[start]

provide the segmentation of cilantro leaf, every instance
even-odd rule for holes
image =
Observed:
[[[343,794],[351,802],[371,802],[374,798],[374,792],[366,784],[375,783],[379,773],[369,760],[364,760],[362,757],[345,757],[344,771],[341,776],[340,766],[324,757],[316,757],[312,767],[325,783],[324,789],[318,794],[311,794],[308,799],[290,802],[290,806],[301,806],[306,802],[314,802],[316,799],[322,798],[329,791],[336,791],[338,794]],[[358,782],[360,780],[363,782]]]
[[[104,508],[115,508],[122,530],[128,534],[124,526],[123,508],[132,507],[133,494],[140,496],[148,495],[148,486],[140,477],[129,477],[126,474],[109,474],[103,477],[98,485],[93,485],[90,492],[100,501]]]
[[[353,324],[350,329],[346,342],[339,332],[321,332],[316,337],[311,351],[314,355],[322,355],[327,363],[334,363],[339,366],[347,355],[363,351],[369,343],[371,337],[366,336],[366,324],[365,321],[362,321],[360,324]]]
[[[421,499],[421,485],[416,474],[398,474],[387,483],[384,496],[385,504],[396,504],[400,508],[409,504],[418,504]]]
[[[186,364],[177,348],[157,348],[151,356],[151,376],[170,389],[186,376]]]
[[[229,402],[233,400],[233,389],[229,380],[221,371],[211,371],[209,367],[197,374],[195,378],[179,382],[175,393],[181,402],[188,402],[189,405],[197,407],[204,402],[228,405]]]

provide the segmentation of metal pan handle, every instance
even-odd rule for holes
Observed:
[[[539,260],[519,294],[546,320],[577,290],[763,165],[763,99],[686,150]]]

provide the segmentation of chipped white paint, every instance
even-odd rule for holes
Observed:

[end]

Reproduce all of the material above line for line, changing nothing.

provide the segmentation of cilantro leaf, every instance
even-odd rule for holes
image =
Observed:
[[[343,794],[351,802],[371,802],[374,798],[374,792],[366,784],[375,783],[379,773],[369,760],[364,760],[362,757],[345,757],[344,771],[341,776],[340,766],[324,757],[316,757],[312,767],[325,783],[324,789],[318,794],[311,794],[308,799],[290,802],[290,806],[301,806],[306,802],[314,802],[316,799],[322,798],[329,791],[336,791],[338,794]],[[358,782],[360,780],[363,782]]]
[[[104,508],[115,508],[122,530],[128,534],[124,526],[123,508],[132,507],[133,494],[140,496],[148,495],[148,486],[140,477],[129,477],[126,474],[109,474],[103,477],[98,485],[93,485],[90,492],[100,501]]]
[[[353,324],[350,329],[346,342],[339,332],[321,332],[316,337],[311,351],[314,355],[322,355],[327,363],[334,363],[339,366],[347,355],[363,351],[369,343],[371,337],[366,336],[366,324],[365,321],[362,321],[360,324]]]
[[[421,499],[421,485],[416,474],[398,474],[387,483],[384,496],[385,504],[396,504],[400,508],[409,504],[418,504]]]
[[[186,364],[177,348],[157,348],[151,356],[151,376],[170,389],[186,376]]]
[[[229,402],[233,400],[233,389],[229,380],[221,371],[211,371],[209,367],[197,374],[195,378],[179,382],[175,393],[181,402],[188,402],[189,405],[197,407],[204,402],[228,405]]]

provide the segmentation of metal pan handle, every instance
even-odd rule for holes
Observed:
[[[539,260],[519,294],[546,320],[577,290],[763,165],[763,99],[686,150]]]

provide the segmentation of chipped white paint, every instance
even-odd rule for holes
Observed:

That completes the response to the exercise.